#### Directive
Please reproduce the items from the start of the records through the line containing "column 55, row 31", inclusive, replacing "background" with "backdrop" and leaving everything else unchanged.

#### Input for this task
**********

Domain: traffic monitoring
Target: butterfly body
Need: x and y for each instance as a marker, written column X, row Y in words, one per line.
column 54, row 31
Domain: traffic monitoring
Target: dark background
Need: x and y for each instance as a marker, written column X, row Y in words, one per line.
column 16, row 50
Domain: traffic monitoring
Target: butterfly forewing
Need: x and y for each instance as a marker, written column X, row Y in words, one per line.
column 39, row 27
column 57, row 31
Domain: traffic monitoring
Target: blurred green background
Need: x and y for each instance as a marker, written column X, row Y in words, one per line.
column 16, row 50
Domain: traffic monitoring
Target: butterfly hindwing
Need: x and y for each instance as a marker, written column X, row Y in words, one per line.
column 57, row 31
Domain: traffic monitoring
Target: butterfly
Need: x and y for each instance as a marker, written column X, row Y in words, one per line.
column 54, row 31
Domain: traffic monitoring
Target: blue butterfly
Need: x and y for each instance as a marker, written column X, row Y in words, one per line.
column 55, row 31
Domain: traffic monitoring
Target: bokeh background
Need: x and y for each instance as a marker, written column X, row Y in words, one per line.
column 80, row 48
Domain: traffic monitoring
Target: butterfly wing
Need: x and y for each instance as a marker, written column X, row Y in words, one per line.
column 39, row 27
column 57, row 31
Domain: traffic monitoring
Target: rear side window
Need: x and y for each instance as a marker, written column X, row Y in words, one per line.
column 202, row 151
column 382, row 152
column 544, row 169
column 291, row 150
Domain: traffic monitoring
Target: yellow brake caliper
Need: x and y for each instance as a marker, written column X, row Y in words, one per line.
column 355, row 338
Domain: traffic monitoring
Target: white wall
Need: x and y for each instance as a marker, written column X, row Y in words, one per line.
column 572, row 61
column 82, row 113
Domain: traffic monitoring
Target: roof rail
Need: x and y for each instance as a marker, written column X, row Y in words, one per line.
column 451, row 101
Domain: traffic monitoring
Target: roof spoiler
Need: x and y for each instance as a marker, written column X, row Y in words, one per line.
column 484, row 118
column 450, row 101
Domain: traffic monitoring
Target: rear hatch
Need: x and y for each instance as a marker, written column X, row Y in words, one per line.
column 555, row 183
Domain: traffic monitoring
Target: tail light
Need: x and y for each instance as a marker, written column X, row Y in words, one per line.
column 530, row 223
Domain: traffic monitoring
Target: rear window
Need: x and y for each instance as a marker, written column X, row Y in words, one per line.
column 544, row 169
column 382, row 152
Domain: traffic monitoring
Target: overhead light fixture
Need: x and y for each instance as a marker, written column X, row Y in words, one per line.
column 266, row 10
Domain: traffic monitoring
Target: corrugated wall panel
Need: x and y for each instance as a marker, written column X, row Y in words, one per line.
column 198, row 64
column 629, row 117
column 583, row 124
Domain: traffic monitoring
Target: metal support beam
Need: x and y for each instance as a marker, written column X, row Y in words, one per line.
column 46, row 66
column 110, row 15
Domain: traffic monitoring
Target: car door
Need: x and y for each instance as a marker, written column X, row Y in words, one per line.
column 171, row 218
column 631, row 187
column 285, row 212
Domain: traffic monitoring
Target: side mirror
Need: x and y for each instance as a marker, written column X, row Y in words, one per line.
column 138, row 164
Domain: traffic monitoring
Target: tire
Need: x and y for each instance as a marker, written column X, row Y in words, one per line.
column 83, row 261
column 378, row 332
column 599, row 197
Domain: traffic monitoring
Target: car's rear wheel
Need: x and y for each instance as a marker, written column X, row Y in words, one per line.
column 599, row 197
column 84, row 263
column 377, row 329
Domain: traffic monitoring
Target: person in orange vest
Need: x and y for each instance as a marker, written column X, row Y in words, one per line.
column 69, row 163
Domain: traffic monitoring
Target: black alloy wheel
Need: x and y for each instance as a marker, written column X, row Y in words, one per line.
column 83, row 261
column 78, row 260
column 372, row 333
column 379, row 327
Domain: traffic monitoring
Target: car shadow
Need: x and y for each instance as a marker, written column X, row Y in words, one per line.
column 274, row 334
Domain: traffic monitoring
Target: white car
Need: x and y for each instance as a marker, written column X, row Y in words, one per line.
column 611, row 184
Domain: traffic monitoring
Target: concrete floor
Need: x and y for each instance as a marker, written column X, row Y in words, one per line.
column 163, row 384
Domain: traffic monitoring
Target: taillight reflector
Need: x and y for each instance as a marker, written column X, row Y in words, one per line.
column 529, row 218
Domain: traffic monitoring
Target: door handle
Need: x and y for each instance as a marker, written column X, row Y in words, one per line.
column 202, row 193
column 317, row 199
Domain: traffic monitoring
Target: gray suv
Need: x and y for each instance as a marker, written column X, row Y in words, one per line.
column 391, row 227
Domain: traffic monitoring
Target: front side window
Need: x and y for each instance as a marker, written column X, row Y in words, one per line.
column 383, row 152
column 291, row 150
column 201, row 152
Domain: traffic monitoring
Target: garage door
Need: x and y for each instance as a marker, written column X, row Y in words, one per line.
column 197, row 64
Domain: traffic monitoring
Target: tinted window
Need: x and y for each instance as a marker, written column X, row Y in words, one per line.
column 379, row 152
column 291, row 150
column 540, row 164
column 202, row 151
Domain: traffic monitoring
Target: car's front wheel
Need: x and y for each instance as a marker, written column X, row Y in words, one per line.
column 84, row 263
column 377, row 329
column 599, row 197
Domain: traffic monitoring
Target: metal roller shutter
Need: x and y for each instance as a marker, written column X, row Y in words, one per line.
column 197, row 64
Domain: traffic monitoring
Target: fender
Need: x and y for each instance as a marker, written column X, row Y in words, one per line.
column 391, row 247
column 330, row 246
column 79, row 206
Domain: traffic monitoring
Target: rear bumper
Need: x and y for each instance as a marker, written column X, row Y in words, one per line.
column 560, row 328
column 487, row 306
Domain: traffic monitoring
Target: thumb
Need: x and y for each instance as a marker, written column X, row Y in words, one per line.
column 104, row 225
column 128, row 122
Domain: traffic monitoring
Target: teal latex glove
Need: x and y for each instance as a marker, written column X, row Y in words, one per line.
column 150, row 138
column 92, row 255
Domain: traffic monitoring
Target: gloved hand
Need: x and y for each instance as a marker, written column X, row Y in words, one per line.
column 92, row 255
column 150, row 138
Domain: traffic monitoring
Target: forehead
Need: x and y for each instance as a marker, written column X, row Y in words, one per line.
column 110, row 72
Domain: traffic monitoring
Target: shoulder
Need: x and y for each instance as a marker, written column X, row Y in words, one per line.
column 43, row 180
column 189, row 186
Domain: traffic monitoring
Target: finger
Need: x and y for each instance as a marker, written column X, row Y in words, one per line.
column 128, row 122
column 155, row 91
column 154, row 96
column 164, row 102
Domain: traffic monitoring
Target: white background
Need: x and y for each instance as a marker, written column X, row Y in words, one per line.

**********

#### Response for this exercise
Domain: traffic monitoring
Target: butterfly body
Need: x and y for each instance as a marker, written column X, row Y in words, one per line.
column 54, row 31
Domain: traffic monitoring
Target: dark backdrop
Need: x and y for each instance as a marker, written column X, row Y in words, one per line.
column 16, row 50
Domain: traffic monitoring
Target: butterfly forewing
Need: x and y for each instance as a marker, written column X, row Y in words, one per line.
column 39, row 27
column 57, row 31
Domain: traffic monitoring
Target: blurred green backdrop
Need: x and y for each instance as a marker, written column X, row Y in words, one per line.
column 16, row 50
Domain: traffic monitoring
Target: butterfly hindwing
Need: x and y for each instance as a marker, written column X, row Y in words, one per line.
column 57, row 31
Domain: traffic monitoring
Target: butterfly
Need: x and y for each instance as a marker, written column X, row Y in words, one per line.
column 54, row 31
Domain: traffic monitoring
Target: blue butterfly
Need: x and y for each instance as a marker, written column X, row Y in words, one per line.
column 55, row 31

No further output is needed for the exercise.